Exercise goal »
Repeat, exactly as written, the line containing "[locate] the white brick" and each line after it through the end of the data.

Supplied entries »
* * *

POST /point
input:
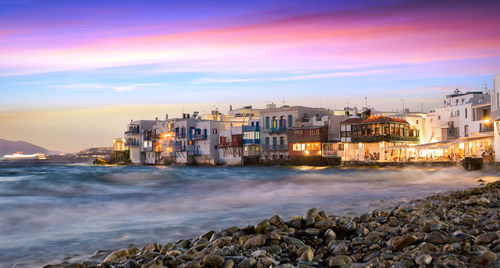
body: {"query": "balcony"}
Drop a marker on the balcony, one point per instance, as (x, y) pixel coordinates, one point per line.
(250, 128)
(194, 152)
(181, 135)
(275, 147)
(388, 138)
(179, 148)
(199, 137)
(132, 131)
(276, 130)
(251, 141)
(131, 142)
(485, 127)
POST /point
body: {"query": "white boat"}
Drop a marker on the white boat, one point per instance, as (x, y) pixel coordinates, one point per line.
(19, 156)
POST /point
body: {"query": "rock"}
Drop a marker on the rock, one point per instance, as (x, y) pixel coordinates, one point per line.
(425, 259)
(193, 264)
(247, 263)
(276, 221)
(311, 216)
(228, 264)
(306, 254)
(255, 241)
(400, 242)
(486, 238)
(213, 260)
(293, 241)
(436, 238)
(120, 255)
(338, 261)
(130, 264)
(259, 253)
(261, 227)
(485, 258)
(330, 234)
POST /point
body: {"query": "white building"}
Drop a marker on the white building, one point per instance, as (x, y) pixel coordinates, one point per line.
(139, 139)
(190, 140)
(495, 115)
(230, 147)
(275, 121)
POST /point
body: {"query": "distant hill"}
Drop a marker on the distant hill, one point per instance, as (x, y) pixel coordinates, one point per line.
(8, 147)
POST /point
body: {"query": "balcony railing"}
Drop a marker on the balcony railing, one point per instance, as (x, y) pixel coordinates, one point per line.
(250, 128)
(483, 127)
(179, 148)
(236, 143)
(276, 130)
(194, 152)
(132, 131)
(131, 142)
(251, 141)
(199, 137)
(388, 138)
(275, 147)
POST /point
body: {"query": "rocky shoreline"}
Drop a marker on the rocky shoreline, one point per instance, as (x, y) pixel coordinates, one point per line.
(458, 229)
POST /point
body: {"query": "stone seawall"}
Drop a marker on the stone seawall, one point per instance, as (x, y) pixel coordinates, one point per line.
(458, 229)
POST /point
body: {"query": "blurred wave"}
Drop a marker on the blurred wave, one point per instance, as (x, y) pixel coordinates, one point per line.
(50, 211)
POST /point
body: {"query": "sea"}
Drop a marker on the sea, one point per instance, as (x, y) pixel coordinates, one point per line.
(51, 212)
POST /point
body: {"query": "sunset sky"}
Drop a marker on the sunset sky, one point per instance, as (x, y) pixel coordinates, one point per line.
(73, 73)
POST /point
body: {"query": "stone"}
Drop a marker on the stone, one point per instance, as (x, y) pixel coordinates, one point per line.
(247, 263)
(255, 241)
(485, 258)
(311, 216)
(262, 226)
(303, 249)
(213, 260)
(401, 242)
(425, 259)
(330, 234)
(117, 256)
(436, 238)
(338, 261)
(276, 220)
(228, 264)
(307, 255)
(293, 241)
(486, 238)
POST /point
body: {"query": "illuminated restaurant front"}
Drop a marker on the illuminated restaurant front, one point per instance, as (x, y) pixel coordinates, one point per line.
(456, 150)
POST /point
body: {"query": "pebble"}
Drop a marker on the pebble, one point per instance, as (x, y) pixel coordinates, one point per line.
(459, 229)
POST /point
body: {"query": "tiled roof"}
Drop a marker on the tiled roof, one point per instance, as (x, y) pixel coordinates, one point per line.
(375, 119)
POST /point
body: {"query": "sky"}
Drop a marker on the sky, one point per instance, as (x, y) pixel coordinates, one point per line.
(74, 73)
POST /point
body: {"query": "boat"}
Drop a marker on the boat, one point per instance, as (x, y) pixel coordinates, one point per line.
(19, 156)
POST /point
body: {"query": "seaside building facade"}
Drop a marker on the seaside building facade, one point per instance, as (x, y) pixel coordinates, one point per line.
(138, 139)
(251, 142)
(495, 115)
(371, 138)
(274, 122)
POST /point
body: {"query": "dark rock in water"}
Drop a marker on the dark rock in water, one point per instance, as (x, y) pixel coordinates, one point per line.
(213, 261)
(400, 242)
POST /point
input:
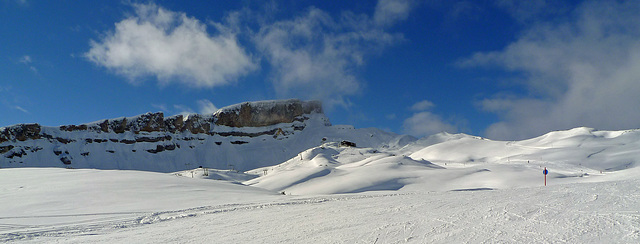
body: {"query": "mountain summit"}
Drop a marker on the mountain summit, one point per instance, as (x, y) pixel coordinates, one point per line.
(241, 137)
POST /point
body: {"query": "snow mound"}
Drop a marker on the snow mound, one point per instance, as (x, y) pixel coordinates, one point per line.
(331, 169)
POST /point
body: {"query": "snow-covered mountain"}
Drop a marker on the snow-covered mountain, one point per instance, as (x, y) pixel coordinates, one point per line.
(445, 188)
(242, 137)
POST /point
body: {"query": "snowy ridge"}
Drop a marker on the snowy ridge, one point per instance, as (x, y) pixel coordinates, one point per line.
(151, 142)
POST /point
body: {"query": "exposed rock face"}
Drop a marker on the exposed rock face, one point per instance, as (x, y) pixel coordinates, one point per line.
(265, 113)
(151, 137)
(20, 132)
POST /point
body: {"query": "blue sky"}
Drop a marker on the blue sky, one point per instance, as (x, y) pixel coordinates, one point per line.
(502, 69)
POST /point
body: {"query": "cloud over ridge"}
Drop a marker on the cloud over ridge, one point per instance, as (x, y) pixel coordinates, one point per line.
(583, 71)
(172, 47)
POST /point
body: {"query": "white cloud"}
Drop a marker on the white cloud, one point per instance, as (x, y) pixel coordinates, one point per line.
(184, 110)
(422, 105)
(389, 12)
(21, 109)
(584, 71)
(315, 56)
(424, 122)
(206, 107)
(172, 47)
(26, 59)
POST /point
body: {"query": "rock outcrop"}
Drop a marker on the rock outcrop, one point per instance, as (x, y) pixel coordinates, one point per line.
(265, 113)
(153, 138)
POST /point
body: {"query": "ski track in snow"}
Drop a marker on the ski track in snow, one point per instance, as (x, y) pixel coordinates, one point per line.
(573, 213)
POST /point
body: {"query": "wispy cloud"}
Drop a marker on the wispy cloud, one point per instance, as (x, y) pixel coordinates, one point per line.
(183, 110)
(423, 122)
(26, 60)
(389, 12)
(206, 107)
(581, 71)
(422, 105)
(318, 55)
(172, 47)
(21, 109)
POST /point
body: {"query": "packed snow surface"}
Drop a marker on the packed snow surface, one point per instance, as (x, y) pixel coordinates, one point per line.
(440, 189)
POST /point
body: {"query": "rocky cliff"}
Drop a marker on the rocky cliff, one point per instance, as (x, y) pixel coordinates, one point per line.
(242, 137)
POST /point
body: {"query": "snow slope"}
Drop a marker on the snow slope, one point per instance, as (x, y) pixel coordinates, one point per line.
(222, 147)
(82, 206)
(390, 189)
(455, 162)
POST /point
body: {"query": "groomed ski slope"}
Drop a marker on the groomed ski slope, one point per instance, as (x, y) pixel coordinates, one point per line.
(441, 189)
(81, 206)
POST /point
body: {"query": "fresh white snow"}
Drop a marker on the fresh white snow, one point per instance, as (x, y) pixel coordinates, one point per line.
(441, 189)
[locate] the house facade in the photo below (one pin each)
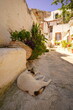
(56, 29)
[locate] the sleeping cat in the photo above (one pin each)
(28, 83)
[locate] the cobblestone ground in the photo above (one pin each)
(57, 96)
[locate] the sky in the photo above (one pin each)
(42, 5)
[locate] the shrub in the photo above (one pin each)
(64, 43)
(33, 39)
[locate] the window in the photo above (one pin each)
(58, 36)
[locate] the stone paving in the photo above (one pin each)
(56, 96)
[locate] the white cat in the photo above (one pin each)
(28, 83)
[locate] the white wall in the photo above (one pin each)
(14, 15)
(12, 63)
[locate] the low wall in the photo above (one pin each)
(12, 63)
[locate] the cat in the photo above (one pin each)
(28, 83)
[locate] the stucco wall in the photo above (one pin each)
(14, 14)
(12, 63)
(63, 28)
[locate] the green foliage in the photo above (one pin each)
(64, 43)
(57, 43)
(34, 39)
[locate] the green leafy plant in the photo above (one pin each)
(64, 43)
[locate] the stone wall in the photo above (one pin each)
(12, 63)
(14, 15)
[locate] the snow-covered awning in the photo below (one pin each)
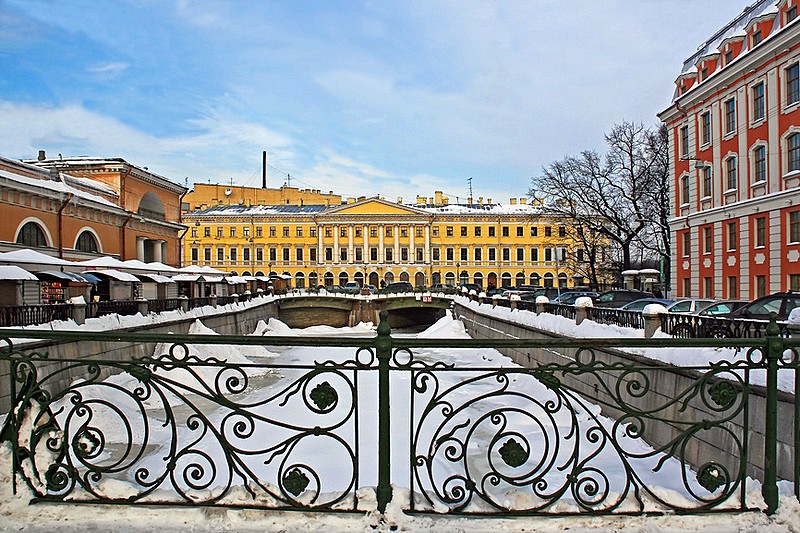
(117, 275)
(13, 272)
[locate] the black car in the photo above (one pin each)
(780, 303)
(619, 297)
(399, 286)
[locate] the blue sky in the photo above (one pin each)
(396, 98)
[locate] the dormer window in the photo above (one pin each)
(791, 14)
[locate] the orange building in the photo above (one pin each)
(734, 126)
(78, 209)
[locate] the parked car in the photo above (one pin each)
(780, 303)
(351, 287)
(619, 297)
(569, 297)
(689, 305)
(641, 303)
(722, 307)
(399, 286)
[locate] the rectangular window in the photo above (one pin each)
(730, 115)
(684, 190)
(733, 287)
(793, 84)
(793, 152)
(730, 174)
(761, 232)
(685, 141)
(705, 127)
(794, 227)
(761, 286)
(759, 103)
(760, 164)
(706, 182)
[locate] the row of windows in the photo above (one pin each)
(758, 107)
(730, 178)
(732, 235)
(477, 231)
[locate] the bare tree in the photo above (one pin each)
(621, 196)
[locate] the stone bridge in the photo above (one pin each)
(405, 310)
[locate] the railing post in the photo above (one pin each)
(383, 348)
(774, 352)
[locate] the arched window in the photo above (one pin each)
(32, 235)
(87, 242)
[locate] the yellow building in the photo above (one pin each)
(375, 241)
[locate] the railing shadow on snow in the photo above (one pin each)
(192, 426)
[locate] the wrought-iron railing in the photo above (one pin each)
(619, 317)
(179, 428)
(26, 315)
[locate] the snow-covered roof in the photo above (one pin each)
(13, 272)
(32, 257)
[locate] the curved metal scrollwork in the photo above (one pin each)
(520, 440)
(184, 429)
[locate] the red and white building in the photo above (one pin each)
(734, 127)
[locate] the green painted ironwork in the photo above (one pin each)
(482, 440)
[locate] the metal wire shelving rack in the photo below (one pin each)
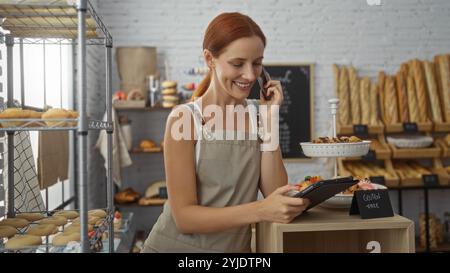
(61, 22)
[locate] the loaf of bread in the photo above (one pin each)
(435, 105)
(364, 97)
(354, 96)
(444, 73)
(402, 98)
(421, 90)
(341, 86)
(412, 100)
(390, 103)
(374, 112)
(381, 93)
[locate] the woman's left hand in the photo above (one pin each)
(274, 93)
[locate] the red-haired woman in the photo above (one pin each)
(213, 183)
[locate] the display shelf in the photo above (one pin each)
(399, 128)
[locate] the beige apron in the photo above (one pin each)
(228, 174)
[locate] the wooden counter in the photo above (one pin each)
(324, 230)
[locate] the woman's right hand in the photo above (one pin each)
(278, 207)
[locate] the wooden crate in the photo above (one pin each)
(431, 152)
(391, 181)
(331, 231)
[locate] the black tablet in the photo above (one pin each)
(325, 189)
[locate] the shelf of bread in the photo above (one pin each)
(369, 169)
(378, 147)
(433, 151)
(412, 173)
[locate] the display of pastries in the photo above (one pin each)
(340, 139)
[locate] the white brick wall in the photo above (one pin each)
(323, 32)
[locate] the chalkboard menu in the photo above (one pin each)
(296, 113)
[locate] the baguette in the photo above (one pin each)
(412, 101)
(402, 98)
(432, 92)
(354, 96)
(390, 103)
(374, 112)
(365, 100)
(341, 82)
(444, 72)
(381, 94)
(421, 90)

* * *

Solution to this task »
[locate] the white brick wall in the photo above (one pin each)
(323, 32)
[locate] the chalkboard menu in the photo above (one pin each)
(296, 113)
[locate] the baguette in the photo above (one pin each)
(412, 101)
(402, 98)
(432, 92)
(354, 96)
(390, 103)
(374, 112)
(365, 100)
(341, 82)
(444, 72)
(381, 94)
(421, 90)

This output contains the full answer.